------ Stored data

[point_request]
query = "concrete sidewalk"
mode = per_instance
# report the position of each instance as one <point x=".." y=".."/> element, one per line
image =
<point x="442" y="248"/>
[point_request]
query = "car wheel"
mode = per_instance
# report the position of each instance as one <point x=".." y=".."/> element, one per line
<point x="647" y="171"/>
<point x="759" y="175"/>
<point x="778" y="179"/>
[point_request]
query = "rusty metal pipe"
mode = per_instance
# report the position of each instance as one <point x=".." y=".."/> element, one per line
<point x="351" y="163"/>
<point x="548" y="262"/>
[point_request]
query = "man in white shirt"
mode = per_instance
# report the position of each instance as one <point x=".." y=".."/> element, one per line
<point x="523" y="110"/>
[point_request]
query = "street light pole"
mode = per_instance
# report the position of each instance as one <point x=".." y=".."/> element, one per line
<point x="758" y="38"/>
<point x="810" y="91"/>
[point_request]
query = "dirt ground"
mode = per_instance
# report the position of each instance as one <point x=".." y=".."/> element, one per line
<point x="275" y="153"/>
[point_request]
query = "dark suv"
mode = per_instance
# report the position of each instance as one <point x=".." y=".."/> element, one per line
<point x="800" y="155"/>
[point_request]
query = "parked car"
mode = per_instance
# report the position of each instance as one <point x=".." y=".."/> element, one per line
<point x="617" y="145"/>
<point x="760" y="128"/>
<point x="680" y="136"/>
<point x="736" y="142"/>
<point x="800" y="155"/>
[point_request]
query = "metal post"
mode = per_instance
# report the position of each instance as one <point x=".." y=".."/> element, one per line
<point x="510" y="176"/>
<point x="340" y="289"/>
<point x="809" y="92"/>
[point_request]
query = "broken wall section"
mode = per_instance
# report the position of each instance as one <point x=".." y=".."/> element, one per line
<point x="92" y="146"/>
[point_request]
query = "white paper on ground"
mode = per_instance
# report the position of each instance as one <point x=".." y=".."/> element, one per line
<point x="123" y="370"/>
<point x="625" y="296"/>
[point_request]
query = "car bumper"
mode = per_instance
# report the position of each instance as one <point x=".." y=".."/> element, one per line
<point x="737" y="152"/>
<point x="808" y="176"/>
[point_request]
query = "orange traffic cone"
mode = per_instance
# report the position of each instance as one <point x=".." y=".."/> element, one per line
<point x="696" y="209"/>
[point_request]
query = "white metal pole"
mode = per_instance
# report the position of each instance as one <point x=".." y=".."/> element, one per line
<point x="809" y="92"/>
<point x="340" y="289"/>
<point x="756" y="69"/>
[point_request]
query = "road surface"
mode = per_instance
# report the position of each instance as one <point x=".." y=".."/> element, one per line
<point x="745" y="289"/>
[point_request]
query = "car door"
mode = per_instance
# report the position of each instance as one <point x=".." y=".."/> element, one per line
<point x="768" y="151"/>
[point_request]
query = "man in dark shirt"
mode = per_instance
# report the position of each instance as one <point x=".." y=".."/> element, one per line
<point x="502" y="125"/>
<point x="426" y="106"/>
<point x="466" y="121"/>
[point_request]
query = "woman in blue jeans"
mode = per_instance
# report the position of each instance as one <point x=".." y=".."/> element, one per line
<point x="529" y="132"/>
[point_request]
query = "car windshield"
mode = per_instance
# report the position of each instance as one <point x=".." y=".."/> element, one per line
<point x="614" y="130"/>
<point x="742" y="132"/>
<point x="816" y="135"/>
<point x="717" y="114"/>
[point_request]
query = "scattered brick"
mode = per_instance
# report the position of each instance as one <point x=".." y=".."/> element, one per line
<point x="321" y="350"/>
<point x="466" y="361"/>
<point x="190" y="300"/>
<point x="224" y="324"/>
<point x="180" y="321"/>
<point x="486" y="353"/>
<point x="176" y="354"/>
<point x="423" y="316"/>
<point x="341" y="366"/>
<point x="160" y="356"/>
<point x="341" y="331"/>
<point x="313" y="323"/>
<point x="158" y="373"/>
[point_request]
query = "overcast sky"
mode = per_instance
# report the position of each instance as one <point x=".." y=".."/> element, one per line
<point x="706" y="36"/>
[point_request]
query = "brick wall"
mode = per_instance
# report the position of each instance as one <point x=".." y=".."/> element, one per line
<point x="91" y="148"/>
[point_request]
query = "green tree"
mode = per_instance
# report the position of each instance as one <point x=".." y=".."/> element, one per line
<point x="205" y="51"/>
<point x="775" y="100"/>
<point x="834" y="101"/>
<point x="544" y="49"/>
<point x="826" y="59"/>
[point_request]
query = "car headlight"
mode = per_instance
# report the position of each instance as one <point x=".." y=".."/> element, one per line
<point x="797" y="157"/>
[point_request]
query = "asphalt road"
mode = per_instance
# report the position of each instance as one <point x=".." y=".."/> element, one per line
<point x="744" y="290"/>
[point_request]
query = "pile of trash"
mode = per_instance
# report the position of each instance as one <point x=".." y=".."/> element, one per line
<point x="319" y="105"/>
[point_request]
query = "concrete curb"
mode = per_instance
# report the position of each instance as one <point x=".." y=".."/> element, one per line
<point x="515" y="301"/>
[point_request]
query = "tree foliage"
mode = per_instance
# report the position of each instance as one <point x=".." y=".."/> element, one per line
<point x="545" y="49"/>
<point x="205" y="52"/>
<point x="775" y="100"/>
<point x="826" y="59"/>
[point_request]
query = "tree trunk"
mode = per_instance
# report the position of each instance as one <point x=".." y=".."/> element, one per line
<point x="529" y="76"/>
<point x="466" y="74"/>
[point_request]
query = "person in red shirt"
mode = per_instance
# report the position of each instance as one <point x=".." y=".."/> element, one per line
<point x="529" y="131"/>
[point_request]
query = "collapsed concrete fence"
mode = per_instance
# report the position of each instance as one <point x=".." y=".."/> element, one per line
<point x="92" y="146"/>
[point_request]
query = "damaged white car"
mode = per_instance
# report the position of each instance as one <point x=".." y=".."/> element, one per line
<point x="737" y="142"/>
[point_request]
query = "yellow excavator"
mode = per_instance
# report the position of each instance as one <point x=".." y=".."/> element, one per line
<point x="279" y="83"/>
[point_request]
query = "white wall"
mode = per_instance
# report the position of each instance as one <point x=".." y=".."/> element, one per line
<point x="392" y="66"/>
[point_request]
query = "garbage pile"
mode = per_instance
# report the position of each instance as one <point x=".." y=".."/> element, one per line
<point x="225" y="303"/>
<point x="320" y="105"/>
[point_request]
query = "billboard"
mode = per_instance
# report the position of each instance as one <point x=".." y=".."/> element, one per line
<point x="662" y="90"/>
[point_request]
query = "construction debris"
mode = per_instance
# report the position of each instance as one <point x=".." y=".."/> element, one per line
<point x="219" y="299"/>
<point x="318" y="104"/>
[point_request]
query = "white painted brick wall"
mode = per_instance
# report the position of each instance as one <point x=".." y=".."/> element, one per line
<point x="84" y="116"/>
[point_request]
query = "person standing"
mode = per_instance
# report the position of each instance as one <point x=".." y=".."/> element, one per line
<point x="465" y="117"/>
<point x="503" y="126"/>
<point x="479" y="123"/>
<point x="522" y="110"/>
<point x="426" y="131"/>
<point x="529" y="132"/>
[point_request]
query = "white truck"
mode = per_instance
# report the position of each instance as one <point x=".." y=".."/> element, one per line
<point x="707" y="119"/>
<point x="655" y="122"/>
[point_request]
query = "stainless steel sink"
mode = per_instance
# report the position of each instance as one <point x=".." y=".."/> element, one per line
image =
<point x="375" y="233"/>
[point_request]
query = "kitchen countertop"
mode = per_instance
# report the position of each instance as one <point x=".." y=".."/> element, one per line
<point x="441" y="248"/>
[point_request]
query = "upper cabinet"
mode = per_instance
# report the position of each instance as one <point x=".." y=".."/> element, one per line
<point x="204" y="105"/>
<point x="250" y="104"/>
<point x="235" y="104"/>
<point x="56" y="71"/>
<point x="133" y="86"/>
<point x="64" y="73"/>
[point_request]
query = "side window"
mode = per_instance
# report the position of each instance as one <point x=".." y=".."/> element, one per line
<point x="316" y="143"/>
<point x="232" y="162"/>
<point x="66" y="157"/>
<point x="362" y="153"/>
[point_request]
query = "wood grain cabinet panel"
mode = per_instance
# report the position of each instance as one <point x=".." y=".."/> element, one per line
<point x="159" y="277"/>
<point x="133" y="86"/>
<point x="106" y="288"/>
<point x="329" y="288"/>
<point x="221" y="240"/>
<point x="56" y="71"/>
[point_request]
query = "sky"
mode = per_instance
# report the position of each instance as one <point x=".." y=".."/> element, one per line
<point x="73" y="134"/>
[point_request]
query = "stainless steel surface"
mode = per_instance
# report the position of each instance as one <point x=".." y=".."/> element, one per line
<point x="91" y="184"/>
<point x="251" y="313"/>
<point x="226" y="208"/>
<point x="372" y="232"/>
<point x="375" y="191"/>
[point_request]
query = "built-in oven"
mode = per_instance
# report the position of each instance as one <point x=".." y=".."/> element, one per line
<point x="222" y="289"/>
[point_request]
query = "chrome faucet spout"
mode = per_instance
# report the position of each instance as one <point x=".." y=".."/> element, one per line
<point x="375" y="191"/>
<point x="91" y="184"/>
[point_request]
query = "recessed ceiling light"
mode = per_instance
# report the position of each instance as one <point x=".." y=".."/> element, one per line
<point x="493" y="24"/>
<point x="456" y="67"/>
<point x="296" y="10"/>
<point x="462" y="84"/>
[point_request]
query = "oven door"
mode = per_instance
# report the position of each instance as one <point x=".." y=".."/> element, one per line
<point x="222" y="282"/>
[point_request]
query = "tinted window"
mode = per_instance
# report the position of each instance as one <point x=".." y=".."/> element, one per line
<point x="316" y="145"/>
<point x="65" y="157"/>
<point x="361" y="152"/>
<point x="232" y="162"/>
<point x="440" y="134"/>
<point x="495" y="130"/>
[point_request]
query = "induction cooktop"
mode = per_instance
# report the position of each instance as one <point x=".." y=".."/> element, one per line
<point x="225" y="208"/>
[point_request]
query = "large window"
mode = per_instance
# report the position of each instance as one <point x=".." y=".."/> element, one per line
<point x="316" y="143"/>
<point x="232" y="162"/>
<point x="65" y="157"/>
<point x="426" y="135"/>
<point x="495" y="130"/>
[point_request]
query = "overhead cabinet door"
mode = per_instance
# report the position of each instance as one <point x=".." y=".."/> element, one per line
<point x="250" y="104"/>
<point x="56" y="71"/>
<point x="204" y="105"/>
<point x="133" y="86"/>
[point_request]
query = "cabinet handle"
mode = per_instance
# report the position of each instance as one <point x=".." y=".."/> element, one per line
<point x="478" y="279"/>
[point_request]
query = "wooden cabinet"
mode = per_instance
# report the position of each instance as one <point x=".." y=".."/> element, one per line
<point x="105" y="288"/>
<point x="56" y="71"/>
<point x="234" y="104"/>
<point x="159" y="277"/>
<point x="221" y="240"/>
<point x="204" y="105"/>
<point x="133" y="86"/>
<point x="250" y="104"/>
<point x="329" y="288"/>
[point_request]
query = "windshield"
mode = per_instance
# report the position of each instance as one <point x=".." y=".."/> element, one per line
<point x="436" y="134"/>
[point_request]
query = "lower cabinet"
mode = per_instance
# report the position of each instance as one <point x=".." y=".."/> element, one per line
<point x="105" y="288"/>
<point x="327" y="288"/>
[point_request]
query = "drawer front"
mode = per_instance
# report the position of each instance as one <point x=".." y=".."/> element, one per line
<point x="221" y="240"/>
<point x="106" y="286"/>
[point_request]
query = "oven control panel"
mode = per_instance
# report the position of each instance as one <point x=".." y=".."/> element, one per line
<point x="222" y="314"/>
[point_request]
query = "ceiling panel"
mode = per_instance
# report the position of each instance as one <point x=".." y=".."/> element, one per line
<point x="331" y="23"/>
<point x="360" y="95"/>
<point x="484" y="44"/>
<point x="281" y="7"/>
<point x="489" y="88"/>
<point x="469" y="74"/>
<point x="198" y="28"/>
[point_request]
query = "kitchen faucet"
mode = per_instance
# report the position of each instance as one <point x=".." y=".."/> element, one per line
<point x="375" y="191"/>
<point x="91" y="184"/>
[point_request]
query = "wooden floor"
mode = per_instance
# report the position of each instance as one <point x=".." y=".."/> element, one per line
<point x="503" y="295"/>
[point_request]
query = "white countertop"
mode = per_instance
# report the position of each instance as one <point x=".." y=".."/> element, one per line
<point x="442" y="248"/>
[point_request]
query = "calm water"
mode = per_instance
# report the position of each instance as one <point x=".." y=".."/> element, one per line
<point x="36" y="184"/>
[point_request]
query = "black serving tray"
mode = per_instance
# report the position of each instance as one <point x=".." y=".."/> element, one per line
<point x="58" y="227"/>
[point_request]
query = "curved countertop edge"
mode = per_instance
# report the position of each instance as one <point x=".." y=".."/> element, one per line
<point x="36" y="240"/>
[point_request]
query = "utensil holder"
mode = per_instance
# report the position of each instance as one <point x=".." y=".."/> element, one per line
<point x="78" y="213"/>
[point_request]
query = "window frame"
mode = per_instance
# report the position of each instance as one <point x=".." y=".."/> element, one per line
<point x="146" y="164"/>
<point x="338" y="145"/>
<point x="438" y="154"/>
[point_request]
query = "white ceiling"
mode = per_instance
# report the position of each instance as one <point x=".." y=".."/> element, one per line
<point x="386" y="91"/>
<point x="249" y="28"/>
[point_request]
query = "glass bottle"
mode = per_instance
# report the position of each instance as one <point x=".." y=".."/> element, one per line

------------

• _Problem details_
Count the lines in the items above that contain the string "window", matching case exactly. Give the number alone.

• _Worked answer_
4